— begin RAW RECORDS —

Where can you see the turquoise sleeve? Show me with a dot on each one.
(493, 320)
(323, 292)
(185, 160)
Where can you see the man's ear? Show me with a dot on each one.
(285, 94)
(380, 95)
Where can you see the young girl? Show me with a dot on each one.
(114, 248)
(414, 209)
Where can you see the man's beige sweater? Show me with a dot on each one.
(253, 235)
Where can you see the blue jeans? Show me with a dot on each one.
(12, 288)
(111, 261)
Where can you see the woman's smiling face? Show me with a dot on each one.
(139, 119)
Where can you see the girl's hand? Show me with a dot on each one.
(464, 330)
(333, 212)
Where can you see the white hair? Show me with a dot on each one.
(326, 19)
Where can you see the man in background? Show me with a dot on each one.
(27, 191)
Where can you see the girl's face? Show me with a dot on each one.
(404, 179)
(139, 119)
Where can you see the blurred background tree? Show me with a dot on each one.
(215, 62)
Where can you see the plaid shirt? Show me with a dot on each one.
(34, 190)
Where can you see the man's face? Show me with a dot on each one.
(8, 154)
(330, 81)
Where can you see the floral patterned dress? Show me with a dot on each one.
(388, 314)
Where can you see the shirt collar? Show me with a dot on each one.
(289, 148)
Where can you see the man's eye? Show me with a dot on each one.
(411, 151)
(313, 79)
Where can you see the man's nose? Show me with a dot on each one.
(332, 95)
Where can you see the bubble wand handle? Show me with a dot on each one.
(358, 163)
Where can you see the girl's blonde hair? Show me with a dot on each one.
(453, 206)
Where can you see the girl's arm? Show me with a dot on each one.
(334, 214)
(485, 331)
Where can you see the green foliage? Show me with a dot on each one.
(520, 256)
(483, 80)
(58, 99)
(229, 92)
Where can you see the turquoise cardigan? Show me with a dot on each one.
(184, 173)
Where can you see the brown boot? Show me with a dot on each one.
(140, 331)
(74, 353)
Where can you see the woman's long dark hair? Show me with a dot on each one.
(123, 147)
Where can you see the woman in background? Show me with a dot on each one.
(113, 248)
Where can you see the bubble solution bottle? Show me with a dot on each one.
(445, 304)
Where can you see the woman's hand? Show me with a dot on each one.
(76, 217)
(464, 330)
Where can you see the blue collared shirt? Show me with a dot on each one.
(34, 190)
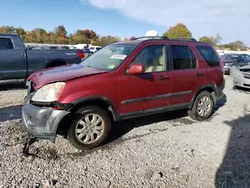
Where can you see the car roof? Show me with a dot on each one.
(139, 40)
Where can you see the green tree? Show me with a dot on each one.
(7, 29)
(178, 31)
(21, 32)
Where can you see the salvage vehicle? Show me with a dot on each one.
(229, 60)
(18, 61)
(241, 77)
(150, 76)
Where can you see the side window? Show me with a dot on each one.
(153, 58)
(6, 44)
(209, 55)
(183, 57)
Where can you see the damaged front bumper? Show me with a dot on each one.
(41, 122)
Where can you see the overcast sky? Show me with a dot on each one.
(229, 18)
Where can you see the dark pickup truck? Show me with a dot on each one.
(18, 62)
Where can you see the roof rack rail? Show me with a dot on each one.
(185, 39)
(166, 38)
(150, 37)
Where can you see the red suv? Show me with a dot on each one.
(120, 81)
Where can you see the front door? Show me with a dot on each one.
(150, 89)
(185, 75)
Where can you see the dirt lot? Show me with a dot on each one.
(168, 150)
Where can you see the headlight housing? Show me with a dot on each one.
(49, 92)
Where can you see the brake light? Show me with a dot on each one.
(80, 54)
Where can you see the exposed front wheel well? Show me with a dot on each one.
(55, 64)
(67, 121)
(99, 103)
(209, 89)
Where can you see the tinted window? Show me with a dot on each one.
(109, 57)
(229, 57)
(209, 55)
(5, 44)
(183, 57)
(153, 58)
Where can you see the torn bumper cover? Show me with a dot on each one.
(42, 122)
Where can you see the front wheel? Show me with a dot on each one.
(203, 107)
(90, 128)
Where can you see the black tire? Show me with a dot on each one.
(81, 113)
(193, 112)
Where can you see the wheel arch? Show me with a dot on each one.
(210, 88)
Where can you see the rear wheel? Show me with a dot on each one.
(90, 128)
(203, 107)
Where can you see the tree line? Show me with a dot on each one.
(88, 36)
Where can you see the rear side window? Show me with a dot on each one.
(209, 55)
(5, 44)
(183, 57)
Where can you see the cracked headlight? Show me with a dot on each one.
(238, 72)
(49, 92)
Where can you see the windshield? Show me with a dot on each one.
(86, 50)
(229, 56)
(109, 57)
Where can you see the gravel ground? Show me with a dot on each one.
(168, 150)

— end RAW RECORDS —

STATED PROBLEM => Copy out every entry above with "a dot" swapped for "a marker" and nothing else changed. Leave the pictures out of your answer.

COMPLETE ANSWER =>
Where can you see the turquoise sleeve? Show me with a marker on each one.
(493, 320)
(323, 292)
(185, 160)
Where can you see the man's ear? Show me with a marker on each one.
(285, 94)
(380, 95)
Where can you see the young girl? Show me with a marker on each one.
(114, 248)
(414, 209)
Where can you see the man's beige sweater? Show me with a marker on each one.
(253, 235)
Where can you see the blue jeans? Show me with a marker on each one.
(12, 288)
(111, 261)
Where can you see the woman's smiling face? Show me with a marker on each one.
(139, 119)
Where can you see the girl's hand? Show me with a marker on each one.
(464, 330)
(333, 212)
Where can you see the white hair? Show me with a marker on each one.
(326, 19)
Where can you see the man in background? Show me with a marker on each one.
(27, 191)
Where can you see the girl's face? Show me with a marker on each one.
(404, 179)
(139, 119)
Where can you see the blurred background tree? Show me with a marker on each one.
(215, 62)
Where can you see the plaid shirt? Show me with a marker on each one.
(34, 190)
Where can you see the man's face? Show me with a marker on each one.
(8, 154)
(330, 81)
Where can you see the floral patterned dress? Show me with a marker on each one.
(388, 314)
Where can you see the shirt collar? Show me with a marker on each one.
(289, 148)
Where can you see the man's eye? Show me with a marker on each one.
(411, 151)
(313, 79)
Where can you see the man's nose? Show me with a marker on each one.
(332, 95)
Where can you see the bubble wand handle? Show me with a marker on each one.
(358, 163)
Where can you see the girl's blonde hair? Show me with a marker on each one.
(453, 206)
Where can you see the girl's arm? Show me with a marker on each one.
(334, 214)
(485, 331)
Where can you see the green foliage? Show me with a marker on each one.
(520, 256)
(483, 80)
(58, 99)
(229, 92)
Where can you see the turquoise cardigan? Show me with a marker on each one.
(184, 173)
Where can you see the brown boot? Show me with a marker on each one.
(140, 331)
(74, 353)
Where can you see the woman's long dark hair? Show me with a marker on each one.
(123, 147)
Where can you see the woman in background? Show me with a marker on each one.
(113, 248)
Where can you see the bubble solution bottle? Show me with a marker on each one.
(445, 304)
Where can you see the woman's hand? Show me with a marker on each one.
(76, 217)
(464, 330)
Where can you see the blue collared shirt? Show me with a marker on each one.
(34, 190)
Where can you see the car roof? Show me with a marker on each one.
(139, 40)
Where can you see the green tree? Show me with a marker on each one.
(7, 29)
(178, 31)
(21, 32)
Where can you see the salvage vehicle? Show me with a marker on each one.
(229, 60)
(18, 61)
(241, 77)
(150, 76)
Where can you see the side window? Show me with a marker on each one.
(153, 58)
(6, 44)
(209, 55)
(183, 57)
Where can you see the damaged front bumper? Show me with a marker on each one.
(41, 122)
Where can you see the overcast sky? Show me with a marker on each one.
(229, 18)
Where can you see the dark pickup truck? Show me with a marker on each one.
(18, 62)
Where can you see the roof rack rail? Show me with a marker on each one.
(185, 39)
(166, 38)
(150, 37)
Where can you see the red suv? Show me with a marker on each one.
(120, 81)
Where can you see the front door? Show me with a marker on each one.
(150, 89)
(185, 75)
Where can you see the dirt lot? Show me with a marker on each one.
(168, 150)
Where can you see the headlight housing? Show me with a marker on each one.
(49, 92)
Where can you see the brake light? Show me with a marker on each one.
(80, 54)
Where can you see the exposed front wheel well? Show me with a marker on each one.
(55, 64)
(67, 121)
(99, 103)
(209, 89)
Where can you see the tinted window? Show me with a marker on each one.
(109, 57)
(229, 57)
(209, 55)
(5, 44)
(183, 57)
(153, 58)
Where can you see the torn bumper cover? Show me with a marker on each one.
(42, 122)
Where can you see the front wheel? Show me with a marker on each one.
(203, 107)
(90, 128)
Where can you see the black tire? Show me with a marker on each one.
(81, 113)
(193, 112)
Where can you see the wheel arch? Show me with a marker on each one.
(210, 88)
Where can you see the rear wheel? Show me with a marker on each one.
(90, 128)
(203, 107)
Where can you see the tree line? Show me with a marker on each one.
(88, 36)
Where can you see the rear side window? Show me with a marker on each one.
(209, 55)
(5, 44)
(183, 57)
Where can you see the cracked headlight? Show me with a marker on each one.
(238, 72)
(49, 92)
Where can you see the windshield? Show me with a marker on each one.
(86, 50)
(229, 56)
(109, 57)
Where can you see the gravel ground? Show me with a marker on each one.
(168, 150)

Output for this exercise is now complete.